*Texto proporcionado*
##############################

Me desperté sobresaltada y miré el reloj. ¡Oh, no! La alarma no sonó y el reloj marcaba las 6:30 de la mañana. Salté de la cama, tomé mi desayuno (porque antes de ello no soy persona), me vestí, cogí la bici de mi marido (que es más rápida que la mía) y salí de la casa como quién está pariendo.
Todavía estaba oscuro, pero el camino era largo y mis músculos estaban entumecidos. Había dos opciones: seguir el camino por un carril bici y por lo tanto mucho más seguro; o ir por el camino rural, mucho más corto, aunque sin arcén. Elegí la segunda opción! Encendí las luces de la bicicleta para evitar problemas y me fui.
Pedaleé lo más rápido que pude! Había pocos coches por el camino, ciclistas ninguno a parte de mí. Empecé a darme cuenta de la silueta rosa del horizonte, lo que indicaba que el sol pronto nacería. ¡Pedaleé aún más rápido! Yo no quería perderme el espectáculo de la salida del sol. Quince años se pasaron desde la última vez que lo había contemplado, y fue en el Atlántico (una experiencia inusual, os lo contaré en otra oportunidad). Sería la primera vez que vería el nacer del sol en el Mediterráneo, y no iba a dejar que pasara esta oportunidad. A pesar de pedalear tan rápido como mi cuerpo cansado lo permitía, el camino se hizo más largo de lo que imaginaba. Estaba cansada, sin aliento y desesperada por llegar.

##############################

[Datos de expresiones referenciales basadas en fotografías]
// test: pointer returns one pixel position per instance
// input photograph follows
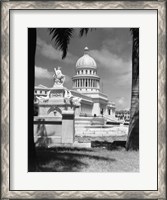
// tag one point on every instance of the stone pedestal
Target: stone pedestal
(68, 129)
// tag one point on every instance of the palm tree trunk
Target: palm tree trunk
(32, 163)
(133, 134)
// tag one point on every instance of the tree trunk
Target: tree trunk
(133, 134)
(32, 163)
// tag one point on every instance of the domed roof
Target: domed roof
(86, 61)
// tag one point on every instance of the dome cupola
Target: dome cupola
(86, 79)
(86, 61)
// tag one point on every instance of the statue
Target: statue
(43, 98)
(59, 78)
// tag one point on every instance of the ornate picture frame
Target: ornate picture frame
(6, 193)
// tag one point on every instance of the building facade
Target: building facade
(86, 85)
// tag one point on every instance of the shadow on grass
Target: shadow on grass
(59, 160)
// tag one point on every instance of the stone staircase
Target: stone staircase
(95, 131)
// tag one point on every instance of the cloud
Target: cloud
(51, 53)
(42, 73)
(115, 67)
(121, 101)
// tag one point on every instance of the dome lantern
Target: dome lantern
(86, 61)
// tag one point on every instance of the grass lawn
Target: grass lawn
(99, 159)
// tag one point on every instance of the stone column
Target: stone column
(68, 130)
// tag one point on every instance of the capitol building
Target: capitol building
(86, 85)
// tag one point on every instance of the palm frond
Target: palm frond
(61, 37)
(83, 31)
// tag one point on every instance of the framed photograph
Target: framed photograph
(83, 100)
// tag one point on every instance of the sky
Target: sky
(111, 48)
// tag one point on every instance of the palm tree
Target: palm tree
(61, 37)
(133, 134)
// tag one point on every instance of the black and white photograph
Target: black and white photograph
(83, 99)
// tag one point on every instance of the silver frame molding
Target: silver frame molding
(160, 6)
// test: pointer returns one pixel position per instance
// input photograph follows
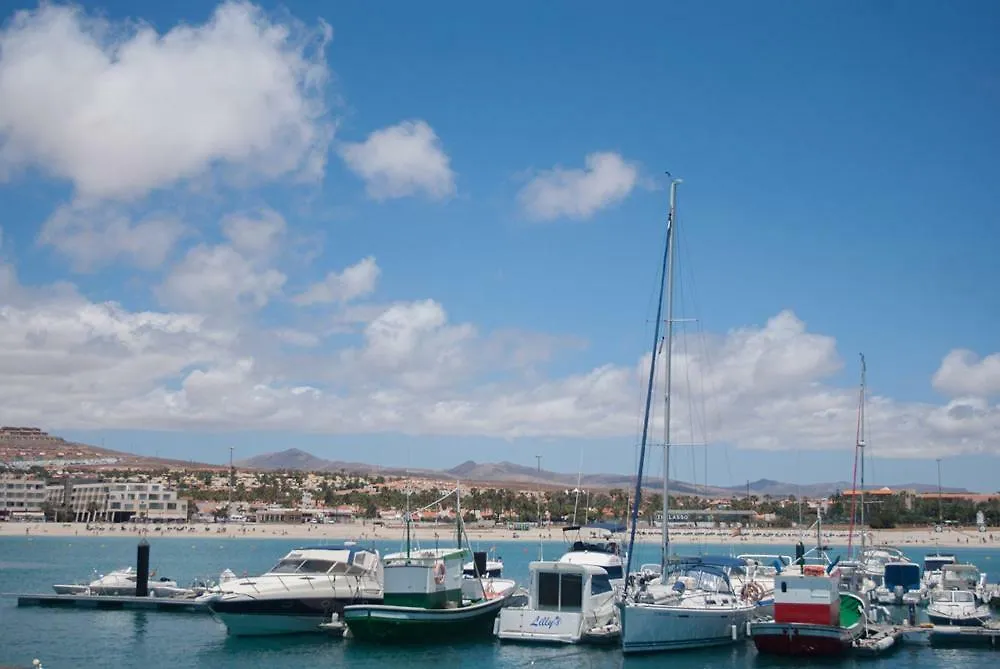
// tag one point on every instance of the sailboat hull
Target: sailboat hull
(653, 627)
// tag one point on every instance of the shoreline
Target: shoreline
(361, 532)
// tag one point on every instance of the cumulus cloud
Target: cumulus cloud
(92, 237)
(71, 363)
(962, 372)
(402, 160)
(355, 281)
(257, 234)
(119, 110)
(606, 179)
(213, 279)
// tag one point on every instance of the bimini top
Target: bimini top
(613, 527)
(722, 561)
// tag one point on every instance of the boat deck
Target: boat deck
(108, 602)
(878, 640)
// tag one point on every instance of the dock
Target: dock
(879, 639)
(111, 603)
(946, 635)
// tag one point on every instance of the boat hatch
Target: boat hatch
(560, 592)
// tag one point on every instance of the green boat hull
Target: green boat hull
(378, 622)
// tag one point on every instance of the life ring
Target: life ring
(752, 591)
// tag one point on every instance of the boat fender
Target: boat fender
(752, 591)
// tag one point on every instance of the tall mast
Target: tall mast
(668, 366)
(458, 511)
(408, 519)
(861, 443)
(637, 500)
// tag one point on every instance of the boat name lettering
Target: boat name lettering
(548, 622)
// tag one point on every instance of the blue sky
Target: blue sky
(838, 163)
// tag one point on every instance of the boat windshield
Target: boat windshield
(700, 577)
(299, 566)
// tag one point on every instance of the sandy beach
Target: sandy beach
(367, 532)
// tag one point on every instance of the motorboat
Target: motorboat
(118, 583)
(934, 564)
(598, 548)
(812, 616)
(427, 599)
(957, 607)
(756, 579)
(304, 590)
(901, 584)
(963, 577)
(567, 604)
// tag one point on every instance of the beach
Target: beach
(358, 531)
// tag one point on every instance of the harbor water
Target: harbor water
(78, 639)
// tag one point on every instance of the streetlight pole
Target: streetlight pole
(940, 513)
(232, 476)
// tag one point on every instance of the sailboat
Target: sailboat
(426, 598)
(689, 603)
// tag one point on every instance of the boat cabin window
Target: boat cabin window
(560, 592)
(286, 567)
(315, 567)
(614, 572)
(599, 584)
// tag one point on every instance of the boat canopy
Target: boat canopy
(613, 527)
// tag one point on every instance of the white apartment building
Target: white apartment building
(20, 496)
(153, 501)
(93, 501)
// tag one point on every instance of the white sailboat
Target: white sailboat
(689, 603)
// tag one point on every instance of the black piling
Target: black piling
(142, 570)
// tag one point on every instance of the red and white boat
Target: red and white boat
(811, 615)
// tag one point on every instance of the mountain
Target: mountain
(292, 458)
(509, 472)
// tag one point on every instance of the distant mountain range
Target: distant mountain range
(508, 472)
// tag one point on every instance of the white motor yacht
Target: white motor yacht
(195, 590)
(597, 545)
(118, 583)
(567, 603)
(756, 579)
(692, 605)
(301, 592)
(957, 607)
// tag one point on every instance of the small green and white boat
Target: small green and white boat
(426, 599)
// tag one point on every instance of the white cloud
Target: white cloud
(402, 160)
(257, 235)
(92, 237)
(120, 110)
(962, 372)
(606, 179)
(409, 369)
(297, 337)
(214, 279)
(355, 281)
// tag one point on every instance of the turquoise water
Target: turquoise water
(120, 639)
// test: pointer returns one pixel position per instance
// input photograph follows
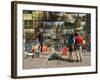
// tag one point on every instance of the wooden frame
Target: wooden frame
(14, 36)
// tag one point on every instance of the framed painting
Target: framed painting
(49, 39)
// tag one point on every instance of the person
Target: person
(78, 46)
(71, 42)
(40, 39)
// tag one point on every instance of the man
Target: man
(78, 46)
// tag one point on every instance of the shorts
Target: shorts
(71, 47)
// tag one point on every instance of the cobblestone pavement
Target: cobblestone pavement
(42, 62)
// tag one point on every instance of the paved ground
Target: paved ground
(42, 62)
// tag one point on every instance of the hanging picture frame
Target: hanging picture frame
(40, 39)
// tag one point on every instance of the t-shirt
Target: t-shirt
(78, 40)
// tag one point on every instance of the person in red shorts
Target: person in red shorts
(78, 46)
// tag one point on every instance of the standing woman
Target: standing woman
(40, 39)
(71, 43)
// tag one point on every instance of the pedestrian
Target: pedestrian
(78, 46)
(71, 42)
(40, 39)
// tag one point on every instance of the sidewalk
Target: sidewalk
(42, 62)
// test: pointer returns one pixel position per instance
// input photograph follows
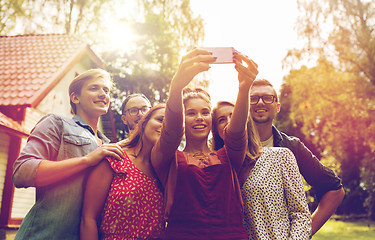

##############################

*Tareas propuestas*
a) Resume en dos oraciones el relato del trayecto en bicicleta al amanecer.
b) Prolonga el relato del trayecto en bicicleta al amanecer a partir de su última oración.
Los registros constituyen un material independiente del texto.

*Resultados del ejercicio*
a) Tras despertarse a las 6:30 porque la alarma no sonó, quien narra desayunó, se vistió y salió en la bicicleta de su marido, y eligió el camino rural, más corto aunque sin arcén, en lugar del carril bici. Pedaleó lo más rápido que pudo para no perderse la salida del sol, que vería por primera vez en el Mediterráneo, pero el camino se hizo más largo de lo que imaginaba y acabó cansada, sin aliento y desesperada por llegar.

b)
¡Y llegué! Bajé de la bicicleta de un salto para coger la cámara fotográfica y registrar los primeros rayos del sol… ¡Nooooooo! La batería estaba a punto de agotarse! Por lo tanto, ¡iPad, estamos solos tú y yo! Mi compañero fiel, aunque limitado era lo único que me restaba para retratar aquella experiencia singular. (como sabéis, por regla, intento utilizar imágenes propias). Bueno, júzgalo por ti mismo. Caminé hasta el rompeolas, observando el sol que empezaba a emerger tímidamente. La luz ámbar se hacía más fuerte, asomándose entre algunas nubes que estaban pegadas al horizonte. Sentí que la luz me saludaba.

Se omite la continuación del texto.